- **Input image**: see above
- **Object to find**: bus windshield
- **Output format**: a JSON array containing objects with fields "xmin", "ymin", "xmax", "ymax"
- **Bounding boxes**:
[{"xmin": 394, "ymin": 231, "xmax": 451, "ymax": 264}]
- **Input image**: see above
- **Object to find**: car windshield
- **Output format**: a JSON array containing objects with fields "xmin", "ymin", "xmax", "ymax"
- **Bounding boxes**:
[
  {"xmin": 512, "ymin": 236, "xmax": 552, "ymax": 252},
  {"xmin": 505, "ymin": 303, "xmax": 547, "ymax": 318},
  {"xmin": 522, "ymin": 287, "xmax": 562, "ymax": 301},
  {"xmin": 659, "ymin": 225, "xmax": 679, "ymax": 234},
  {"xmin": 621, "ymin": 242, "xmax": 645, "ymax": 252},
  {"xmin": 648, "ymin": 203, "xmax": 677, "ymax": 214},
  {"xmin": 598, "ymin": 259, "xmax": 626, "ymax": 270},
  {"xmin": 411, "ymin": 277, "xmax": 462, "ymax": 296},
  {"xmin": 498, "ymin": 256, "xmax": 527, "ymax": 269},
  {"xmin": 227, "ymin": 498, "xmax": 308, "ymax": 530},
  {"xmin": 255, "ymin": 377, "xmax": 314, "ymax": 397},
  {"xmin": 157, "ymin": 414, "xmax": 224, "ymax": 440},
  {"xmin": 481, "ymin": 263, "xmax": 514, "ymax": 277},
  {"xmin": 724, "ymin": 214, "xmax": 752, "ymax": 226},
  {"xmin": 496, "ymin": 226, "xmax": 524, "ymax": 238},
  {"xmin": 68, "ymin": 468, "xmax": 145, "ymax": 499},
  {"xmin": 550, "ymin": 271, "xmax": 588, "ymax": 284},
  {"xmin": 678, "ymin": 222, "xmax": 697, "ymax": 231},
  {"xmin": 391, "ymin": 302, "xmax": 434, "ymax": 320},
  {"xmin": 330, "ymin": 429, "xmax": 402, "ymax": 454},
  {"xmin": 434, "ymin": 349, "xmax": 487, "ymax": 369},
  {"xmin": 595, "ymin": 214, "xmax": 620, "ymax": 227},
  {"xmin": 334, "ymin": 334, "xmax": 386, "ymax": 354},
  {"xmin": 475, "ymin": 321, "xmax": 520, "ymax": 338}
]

◆ **ASSIGNMENT**
Please reproduce all of the material exactly.

◆ **ANSWER AREA**
- **Input image**: see above
- **Object to find**: bus windshield
- **Output format**: a JSON array containing objects with fields "xmin", "ymin", "xmax", "ymax"
- **Bounding boxes**:
[{"xmin": 394, "ymin": 231, "xmax": 451, "ymax": 264}]
- **Input image**: see above
- **Object to find**: car windshield
- **Output format**: a JSON array containing objects with fields "xmin", "ymin", "xmax", "ymax"
- **Bounding boxes**:
[
  {"xmin": 512, "ymin": 236, "xmax": 552, "ymax": 252},
  {"xmin": 505, "ymin": 303, "xmax": 547, "ymax": 318},
  {"xmin": 522, "ymin": 287, "xmax": 562, "ymax": 301},
  {"xmin": 659, "ymin": 225, "xmax": 679, "ymax": 234},
  {"xmin": 621, "ymin": 242, "xmax": 645, "ymax": 252},
  {"xmin": 648, "ymin": 203, "xmax": 677, "ymax": 214},
  {"xmin": 598, "ymin": 259, "xmax": 626, "ymax": 270},
  {"xmin": 411, "ymin": 277, "xmax": 462, "ymax": 296},
  {"xmin": 498, "ymin": 256, "xmax": 527, "ymax": 269},
  {"xmin": 227, "ymin": 498, "xmax": 308, "ymax": 530},
  {"xmin": 255, "ymin": 377, "xmax": 314, "ymax": 397},
  {"xmin": 157, "ymin": 414, "xmax": 224, "ymax": 440},
  {"xmin": 481, "ymin": 263, "xmax": 514, "ymax": 277},
  {"xmin": 724, "ymin": 214, "xmax": 752, "ymax": 226},
  {"xmin": 496, "ymin": 226, "xmax": 524, "ymax": 238},
  {"xmin": 68, "ymin": 468, "xmax": 145, "ymax": 499},
  {"xmin": 550, "ymin": 271, "xmax": 588, "ymax": 284},
  {"xmin": 678, "ymin": 222, "xmax": 697, "ymax": 231},
  {"xmin": 391, "ymin": 302, "xmax": 434, "ymax": 320},
  {"xmin": 330, "ymin": 429, "xmax": 402, "ymax": 454},
  {"xmin": 434, "ymin": 349, "xmax": 487, "ymax": 369},
  {"xmin": 595, "ymin": 214, "xmax": 620, "ymax": 227},
  {"xmin": 334, "ymin": 334, "xmax": 386, "ymax": 354},
  {"xmin": 475, "ymin": 321, "xmax": 520, "ymax": 338}
]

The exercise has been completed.